AIM OF THE EXERCISE: Output the full listing word for word.

Named object pointing entries:
^^^^

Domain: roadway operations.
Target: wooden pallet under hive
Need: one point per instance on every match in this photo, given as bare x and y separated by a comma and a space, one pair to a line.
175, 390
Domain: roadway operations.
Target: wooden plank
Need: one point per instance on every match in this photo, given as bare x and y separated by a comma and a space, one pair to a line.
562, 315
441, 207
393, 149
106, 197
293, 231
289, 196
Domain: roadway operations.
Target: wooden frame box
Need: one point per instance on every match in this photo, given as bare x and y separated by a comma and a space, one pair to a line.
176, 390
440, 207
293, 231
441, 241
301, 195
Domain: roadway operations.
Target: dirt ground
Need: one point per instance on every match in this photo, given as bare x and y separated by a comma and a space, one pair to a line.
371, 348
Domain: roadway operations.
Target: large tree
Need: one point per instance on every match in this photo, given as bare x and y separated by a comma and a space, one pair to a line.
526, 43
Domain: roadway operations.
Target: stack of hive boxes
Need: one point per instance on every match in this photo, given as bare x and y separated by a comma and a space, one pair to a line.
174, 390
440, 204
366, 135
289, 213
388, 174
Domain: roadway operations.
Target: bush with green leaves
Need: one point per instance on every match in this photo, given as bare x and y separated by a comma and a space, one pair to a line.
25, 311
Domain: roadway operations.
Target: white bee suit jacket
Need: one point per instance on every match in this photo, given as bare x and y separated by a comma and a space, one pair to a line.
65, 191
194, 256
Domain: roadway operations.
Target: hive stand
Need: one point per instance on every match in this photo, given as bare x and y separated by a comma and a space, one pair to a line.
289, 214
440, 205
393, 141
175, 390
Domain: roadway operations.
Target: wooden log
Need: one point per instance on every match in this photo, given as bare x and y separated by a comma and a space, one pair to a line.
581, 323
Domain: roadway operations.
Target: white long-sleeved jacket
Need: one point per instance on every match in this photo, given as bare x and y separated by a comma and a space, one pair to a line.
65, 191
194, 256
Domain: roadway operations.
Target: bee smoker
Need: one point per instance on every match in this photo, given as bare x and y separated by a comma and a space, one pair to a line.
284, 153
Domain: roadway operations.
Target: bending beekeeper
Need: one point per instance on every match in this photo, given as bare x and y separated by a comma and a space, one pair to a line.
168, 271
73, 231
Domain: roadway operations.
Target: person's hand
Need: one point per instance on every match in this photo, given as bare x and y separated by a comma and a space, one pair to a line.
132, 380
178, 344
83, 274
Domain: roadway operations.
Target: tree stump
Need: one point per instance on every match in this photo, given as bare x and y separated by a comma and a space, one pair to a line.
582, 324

^^^^

ANSWER TO THIS EXERCISE:
Domain: roadway operations.
Target: wooden pallet under hive
Need: one point per instance on every match in this photo, given as bare x and y separated by a comma and a space, one pair to a line.
175, 390
Domain: roadway operations.
Target: wooden plank
Need: one point per instance on every match in this photo, given as bare x and y separated by a comma and a space, one pair to a line.
562, 315
441, 207
393, 149
106, 197
293, 231
289, 196
Domain: roadway operations.
Target: wooden frame box
Need: one point per instance on every match in this photo, given as bare x and y separated by a comma and a space, one pair to a line.
176, 390
440, 207
293, 231
441, 241
301, 195
Domain: roadway operations.
Target: dirt ground
Need: one point per instance on every match in this photo, given as bare x and y separated by a comma and a space, one pair to a line.
371, 348
Domain: roadway operations.
Target: large tree
Need: one point per instance on every match in this photo, given as bare x and y separated by a comma and a space, one pair to a line.
526, 43
Domain: roadway operations.
Target: stack of hive boxes
Need: one point per instance on every match in this photo, given as bare x and y separated by a comma and a space, one pair to a line.
174, 390
440, 204
366, 135
289, 213
388, 174
Domain: roadway operations.
Target: bush with green leaves
Need: one point per instance on every match in this photo, given as bare x and y separated by a comma and a space, one pair to a line.
25, 311
Domain: roadway operations.
Target: white bee suit jacket
Need: one point per instance on every match in this photo, given as bare x and y separated by a comma and a space, one pair to a line.
65, 191
194, 256
Domain: roadway operations.
Target: hive stand
Need: one point per instance on every match in this photo, given as bare x and y separated by a comma and a space, one pair to a line.
289, 214
440, 205
393, 141
175, 390
Domain: roadway operations.
Target: wooden log
Need: one point per instance on every match in this photo, given as bare x and y separated by a comma and a space, one pair to a line.
581, 323
Domain: roadway operations.
Target: white long-sleeved jacket
Need: one point per instance on every match in this photo, given as bare x and y separated by a comma and a space, one pair to a line.
65, 191
194, 256
Domain: roadway operations.
Target: bee smoker
Need: one point per instance on every match in this photo, given as bare x and y separated by a comma and a space, one pair to a line.
284, 153
Domain: roadway operations.
Target: bending beekeeper
Need: one point per instance on every match in this photo, given as bare x and y separated by a comma and a space, one pair to a line.
168, 271
73, 231
Domain: roadway operations.
Target: person's hand
Need: one point per instance on every match in this photo, given as bare x and y separated by a comma and a space, one pair to a line.
132, 380
178, 344
83, 274
Domain: roadway operations.
Target: tree stump
Need: one point per instance on every match in this photo, given as bare x and y separated by a comma and a space, one pair to a line.
582, 324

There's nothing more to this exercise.